▸ **Things to do**:
1: Echo the stretch from "Preliminary" through "user’s public inbox." from the spam write-up below, word for word.
2: According to the spam write-up below, where are invite messages delivered?

▸ **Passage shown**:

•••

Spam in the Permissionless Network

Goal

The goal of this document is to classify and describe known spam vectors, and to describe mechanisms that can be employed by the protocol and ecosystem participants to mitigate spam.

Preliminary

This document uses the concept of an inbox to represent the location where a user’s conversation and invite messages are delivered by the network.

Conversation messages for a specific topic flow to the user’s conversation inbox, and invite messages flow to the user’s public inbox.

This document refers to the sender and recipient apps in the diagram above as “inbox apps”.

Spam classification

Network DOS

  • Garbage conversation message DOS: An attacker sends many conversation messages to one or many existing conversations that they are not a part of, from one or many attacker identities. The messages cannot be decrypted by the conversation participant’s inbox app, and can be considered garbage. This can potentially overwhelm the network.
  • Sybil conversation message DOS: An attacker sets up multiple identities, creates conversations that the identities are a part of, and spams messages back-and-forth. This can potentially overwhelm the network.
  • Public inbox message DOS: An attacker sends many invite messages to many public inboxes, from one or many attacker identities. This can potentially overwhelm the network.

•••

▸ **Entries**:
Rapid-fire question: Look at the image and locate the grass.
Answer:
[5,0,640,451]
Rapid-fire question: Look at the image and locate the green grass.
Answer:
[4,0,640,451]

•••

▸ **Expected results**:
1:
Preliminary

This document uses the concept of an inbox to represent the location where a user’s conversation and invite messages are delivered by the network.

Conversation messages for a specific topic flow to the user’s conversation inbox, and invite messages flow to the user’s public inbox.

2: To the user's public inbox.